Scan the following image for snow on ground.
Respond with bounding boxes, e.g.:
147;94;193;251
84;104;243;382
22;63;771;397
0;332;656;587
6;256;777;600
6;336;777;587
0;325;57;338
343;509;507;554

==============================

#### THE REQUEST:
Rewrite the material above as a numbered list, with one line per item and any blank lines removed.

#### REPLY:
1. Scan the following image for snow on ground.
2. Respond with bounding boxes, e.g.:
3. 147;94;193;251
4. 84;104;243;382
5. 22;63;771;397
6. 0;332;656;587
7. 6;256;777;600
8. 6;336;777;587
9. 0;325;57;338
10. 343;509;507;554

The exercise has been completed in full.